start Given data

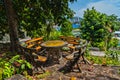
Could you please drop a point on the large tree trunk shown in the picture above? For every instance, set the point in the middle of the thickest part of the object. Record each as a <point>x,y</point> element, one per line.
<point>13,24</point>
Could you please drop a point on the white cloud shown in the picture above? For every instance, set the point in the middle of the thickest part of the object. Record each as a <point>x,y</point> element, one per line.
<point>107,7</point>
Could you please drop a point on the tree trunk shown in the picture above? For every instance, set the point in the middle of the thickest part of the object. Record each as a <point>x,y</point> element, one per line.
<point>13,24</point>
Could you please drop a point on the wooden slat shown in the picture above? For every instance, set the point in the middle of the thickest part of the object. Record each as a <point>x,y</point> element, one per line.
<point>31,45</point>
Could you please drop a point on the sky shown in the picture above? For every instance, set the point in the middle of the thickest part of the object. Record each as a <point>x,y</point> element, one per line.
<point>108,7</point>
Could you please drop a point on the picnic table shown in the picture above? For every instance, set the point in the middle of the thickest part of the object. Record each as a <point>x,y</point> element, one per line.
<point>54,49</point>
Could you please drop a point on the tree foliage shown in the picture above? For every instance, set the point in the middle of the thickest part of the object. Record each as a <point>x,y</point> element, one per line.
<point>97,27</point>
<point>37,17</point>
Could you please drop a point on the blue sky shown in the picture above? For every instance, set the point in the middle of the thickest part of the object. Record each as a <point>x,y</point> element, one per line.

end Given data

» To be done
Only the lines from the one containing "Could you please drop a point on the tree trunk" to the end of the data should be printed, exactly as they stand.

» Task solution
Could you please drop a point on the tree trunk shown in the picture above? For every instance, set the point in the middle of the thickest part of the object. Record each as a <point>x,y</point> element, one per line.
<point>13,24</point>
Could you please drop a point on the wooden slat shown in the picture above? For every instance, set the point in the middle of the thickest part of the object. Record each as a <point>x,y</point> element, one per line.
<point>31,45</point>
Could you please drop a point on the sky shown in the picture above? For every instance, set the point in the middle of the thickest part of the object. Record each as a <point>x,y</point> element, one per line.
<point>108,7</point>
Could you please drop a point on the picnic table shown in the picture above? For every instance, set the point in the middle of the thickest part of the object. Record each as a <point>x,y</point> element, one per line.
<point>54,49</point>
Could you please drop a point on the tree foliage shown in the picture above? For every instance, set the point in the middle of the thickest part of the object. Record each as a <point>x,y</point> element, one per line.
<point>97,27</point>
<point>37,17</point>
Could you please drop a point on the blue sky shown in the picture above? For every instance, set the point in the middle of the thickest part of the object. Record each as a <point>x,y</point> element, one per line.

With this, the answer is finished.